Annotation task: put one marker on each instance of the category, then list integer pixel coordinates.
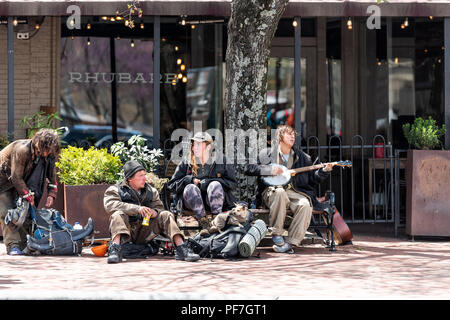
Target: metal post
(10, 79)
(447, 80)
(156, 80)
(298, 77)
(112, 55)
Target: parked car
(86, 136)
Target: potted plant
(85, 175)
(136, 149)
(427, 180)
(38, 121)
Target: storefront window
(193, 52)
(106, 79)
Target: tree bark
(251, 29)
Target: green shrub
(136, 149)
(423, 134)
(83, 167)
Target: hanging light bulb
(349, 24)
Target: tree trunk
(251, 29)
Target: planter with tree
(427, 180)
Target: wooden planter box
(82, 202)
(427, 193)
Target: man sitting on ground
(128, 203)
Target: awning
(302, 8)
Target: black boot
(114, 253)
(205, 224)
(185, 253)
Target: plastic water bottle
(77, 226)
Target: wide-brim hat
(202, 137)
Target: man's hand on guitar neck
(328, 167)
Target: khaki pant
(12, 237)
(137, 233)
(278, 200)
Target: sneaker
(184, 253)
(286, 248)
(15, 252)
(278, 240)
(114, 253)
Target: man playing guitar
(299, 194)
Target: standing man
(129, 202)
(25, 164)
(299, 195)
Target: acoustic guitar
(285, 177)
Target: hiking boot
(278, 240)
(185, 253)
(15, 251)
(285, 248)
(114, 253)
(205, 224)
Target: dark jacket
(121, 197)
(302, 182)
(223, 173)
(17, 162)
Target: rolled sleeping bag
(253, 237)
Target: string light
(349, 24)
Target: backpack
(52, 235)
(218, 245)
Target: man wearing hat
(204, 181)
(129, 202)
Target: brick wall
(36, 73)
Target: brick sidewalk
(374, 267)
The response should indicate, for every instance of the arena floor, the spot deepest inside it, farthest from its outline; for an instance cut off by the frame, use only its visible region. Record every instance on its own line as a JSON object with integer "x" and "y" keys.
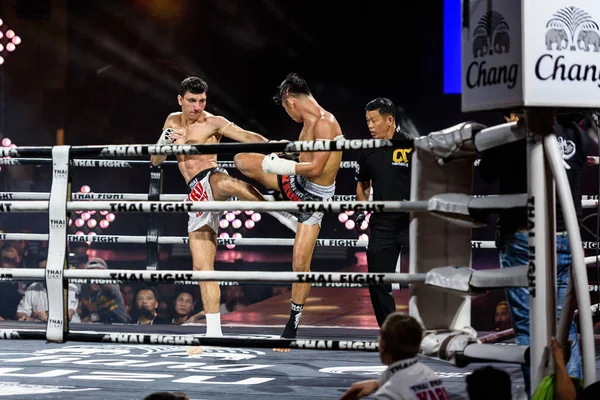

----------------

◆ WHAT YOU SHOULD DO:
If the string "instance" is in a line of the entries, pick that line out.

◆ SOLUTION:
Annotation task: put one marker on each instance of the category, then list integer pixel coordinates.
The response should indicate, for every instance of the arena floor, the spot deepest inside it, farthest from its outline; for an instance cut off by the frame, use only its visible region. Record every instance on its own line as a JSON object with integer "x" and "y" keys.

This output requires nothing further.